== ЗАДАНИЯ ==
1 - Ответьте по фрагменту о троллях:
(a) От чего тролли открыто отказываются и в пользу чего?
(b) Как собирательно называются сильные негативные эмоции, которые служат троллям мишенями?
(c) Что тролли предъявляют как доказательство своего превосходства и слабости жертв?
2 - Напишите продолжение фрагмента о троллях: два-три предложения, которые последуют за его последним предложением.

== СТРАНИЦА ==
===============

Тролли используют аналогичный подход, открыто отказываясь от поиска истины (как правило выводя «реальную жизнь» за скобки состязательной игровой зоны) в пользу победы и, что более важно, доминирования. При этом тролли энергично и охотно нападают на пользующихся иной риторикой — на «мягких», феминизированных мыслителей. Для троллей мягкость означает все эмоциональное, все, что не дотягивает до безупречно рационального; для троллей сильные негативные эмоции, такие как грусть, отчаяние или страдание (собирательно именуемые «баттхёрт»), — горящие яркими неоновыми огнями мишени. Тролли терзают и кусают своих жертв, пока не пойдет метафорическая кровь (обратите внимание на популярную декларацию троллей: «Чем больше ты сопротивляешься, тем тверже мой пенис»), а потом показывают на эту кровь как на доказательство своего превосходства и слабости жертв.

===============

== СОСТАВ НАБОРА ДАННЫХ ==
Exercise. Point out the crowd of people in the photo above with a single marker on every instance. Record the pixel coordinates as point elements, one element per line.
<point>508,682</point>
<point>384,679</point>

===============

== ОЖИДАЕМЫЕ ОТВЕТЫ ==
1 -
(a) От поиска истины в пользу победы и, что важнее, доминирования.
(b) «Баттхёрт».
(c) Метафорическую кровь, которая пошла после того, как они терзали и кусали своих жертв.

2 -
«Умение полемизировать» (я часто слышала, как тролли называют так свои дискурсивные методы) не только служит предметом гордости троллей, но обеспечивает встроенное обоснование их антагонистическому поведению. В конце концов, если холодная рациональность действительно стоит выше более «мягких» образов мышления, то принижение и попытки заставить молчать феминизированного Другого не просто оправданы, но являются культурным долгом троллей (тролли, с которыми я работала, часто реагировали на стресс своих жертв в духе «Всегда пожалуйста»). В конечном счете получается, что основное различие между «нормальными» реализациями состязательного метода и современным субкультурным троллингом в том, что тролли абсолютно не пытаются маскировать идеологические последствия и неотъемлемый сексизм своего поведения.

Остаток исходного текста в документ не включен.